-------- Extrait retenu --------
Il est crucial de saisir cette opportunité pour réorienter notre modèle économique vers une industrialisation plus collaborative, circulaire et écologique. Le secteur privé doit jouer un rôle central dans la création de chaînes de valeur endogènes, inclusives et intégrées à l’économie mondiale.

Nous jouons également un rôle actif au sein de diverses organisations patronales, essentielles pour améliorer le climat des affaires au Cameroun. Au sein du Gicam, nous avons participé à l’élaboration du premier Code de bonne gouvernance des entreprises d’Afrique centrale, et j’ai eu l’honneur de présider la Taskforce dédiée à ce projet. Plus récemment, nous avons apporté notre expertise à la création de la Chambre de commerce européenne au Cameroun (Eurocham), de manière bénévole.

Notre cabinet est donc profondément engagé dans la transformation économique du Cameroun, avec une approche citoyenne. Nous sommes régulièrement sollicités par des organisations internationales et des entités publiques pour contribuer à l’élaboration de plaidoyers et proposer des réformes pertinentes pour la région de l’Afrique centrale.

Investir au Cameroun : Pouvez-vous nous parler de l’impact de votre organisation « The Okwelians » sur le leadership des jeunes Camerounais et partager un exemple de succès qui illustre comment elle contribue à façonner l’avenir du pays ?

Jacques Jonathan Nyemb : Fondé en 2020, The Okwelians (tiré du verbe okwele en duala, qui signifie apprendre) est un Think Do Tank dédié à l’innovation sociale au Cameroun. Notre mission est de transformer la jeunesse en un acteur clé de la transformation durable du pays, en luttant contre la marginalisation, la pauvreté et le sous-emploi. Aujourd’hui, The Okwelians rassemble une communauté dynamique de plus de 2000 membres répartis sur quatre continents, tous engagés à bâtir un Cameroun fier, prospère et solidaire.

Chaque année, nous formons environ 250 jeunes leaders à travers nos programmes d’excellence, visant à créer une génération de décideurs publics et privés pour le Cameroun de demain. Notre laboratoire d’idées, s’appuyant sur la recherche-action, réunit plus de soixante experts pour développer un nouveau paradigme sociétal axé sur la bonne gouvernance, la transformation économique et la cohésion sociale. Nos travaux récents couvrent des domaines variés tels que les villes durables, la concertation communale, le Made in Cameroon, la refondation du patronat, l’employabilité des jeunes, la couverture santé universelle et le renouvellement du pacte social camerounais.
--------
Votre objectif: Prolongez, s'il vous plaît, l'entretien avec Jacques Jonathan Nyemb sur The Okwelians en reprenant juste après sa dernière phrase. Vous n'avez pas besoin des entrées.
-------- Entrées affichées --------
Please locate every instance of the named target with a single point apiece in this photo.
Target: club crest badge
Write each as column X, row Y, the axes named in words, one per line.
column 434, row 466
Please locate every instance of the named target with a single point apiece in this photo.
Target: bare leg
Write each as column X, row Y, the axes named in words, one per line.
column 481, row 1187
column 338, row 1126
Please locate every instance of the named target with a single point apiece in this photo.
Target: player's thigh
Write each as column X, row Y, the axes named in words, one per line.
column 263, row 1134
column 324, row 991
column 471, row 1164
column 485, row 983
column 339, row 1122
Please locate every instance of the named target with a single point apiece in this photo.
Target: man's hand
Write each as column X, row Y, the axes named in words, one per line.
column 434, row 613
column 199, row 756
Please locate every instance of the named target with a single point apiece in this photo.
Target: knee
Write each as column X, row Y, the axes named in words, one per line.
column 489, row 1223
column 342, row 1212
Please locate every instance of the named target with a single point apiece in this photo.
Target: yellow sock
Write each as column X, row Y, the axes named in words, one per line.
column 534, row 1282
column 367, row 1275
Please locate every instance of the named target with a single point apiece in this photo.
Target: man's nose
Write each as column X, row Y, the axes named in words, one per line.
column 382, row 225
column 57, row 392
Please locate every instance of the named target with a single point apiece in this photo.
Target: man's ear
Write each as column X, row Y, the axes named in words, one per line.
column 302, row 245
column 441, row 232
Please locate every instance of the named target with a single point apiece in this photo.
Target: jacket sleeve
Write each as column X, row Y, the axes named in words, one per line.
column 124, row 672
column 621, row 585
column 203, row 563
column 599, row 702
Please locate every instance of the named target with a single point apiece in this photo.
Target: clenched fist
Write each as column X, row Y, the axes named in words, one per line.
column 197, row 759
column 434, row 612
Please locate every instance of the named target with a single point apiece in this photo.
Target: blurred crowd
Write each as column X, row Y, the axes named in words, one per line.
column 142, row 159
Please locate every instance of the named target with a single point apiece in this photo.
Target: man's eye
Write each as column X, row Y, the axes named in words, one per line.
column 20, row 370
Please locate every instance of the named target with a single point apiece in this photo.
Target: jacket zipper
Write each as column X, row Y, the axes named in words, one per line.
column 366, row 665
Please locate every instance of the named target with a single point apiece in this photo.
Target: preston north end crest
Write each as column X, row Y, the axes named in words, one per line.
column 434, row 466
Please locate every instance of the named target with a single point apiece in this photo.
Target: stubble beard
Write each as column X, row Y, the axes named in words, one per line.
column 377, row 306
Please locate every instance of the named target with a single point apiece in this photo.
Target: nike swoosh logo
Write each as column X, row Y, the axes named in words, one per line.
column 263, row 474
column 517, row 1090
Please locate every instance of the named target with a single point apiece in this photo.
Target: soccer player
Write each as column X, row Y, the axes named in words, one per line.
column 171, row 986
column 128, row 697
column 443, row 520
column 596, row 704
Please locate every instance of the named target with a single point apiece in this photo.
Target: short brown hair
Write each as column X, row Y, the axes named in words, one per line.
--------
Bonne réponse:
Un exemple marquant de notre impact est notre engagement dans la transition écologique. Nous avons mobilisé plus de 3000 acteurs publics et privés et sensibilisé près de trois millions de citoyens à cette cause. Plus récemment, nous avons aidé plus de 150 agripreneuses à structurer une chaîne de valeurs durable dans la filière manioc. Nous aspirons également à établir l’Institut Afrique Europe pour l’innovation verte, positionnant ainsi le Cameroun comme un leader mondial en matière d’innovation verte.

Notre vision à court terme est d’investir davantage le débat public pour influencer l’agenda de transformation durable du Cameroun, affirmant ainsi notre rôle dans la construction d’un avenir meilleur pour notre pays.

Investir au Cameroun : Dans le contexte actuel de hausse des prix et des défis économiques, notamment la récente augmentation du prix du carburant, quel rôle attribuez-vous au secteur privé et spécifiquement au patronat pour naviguer et atténuer ces défis au Cameroun ?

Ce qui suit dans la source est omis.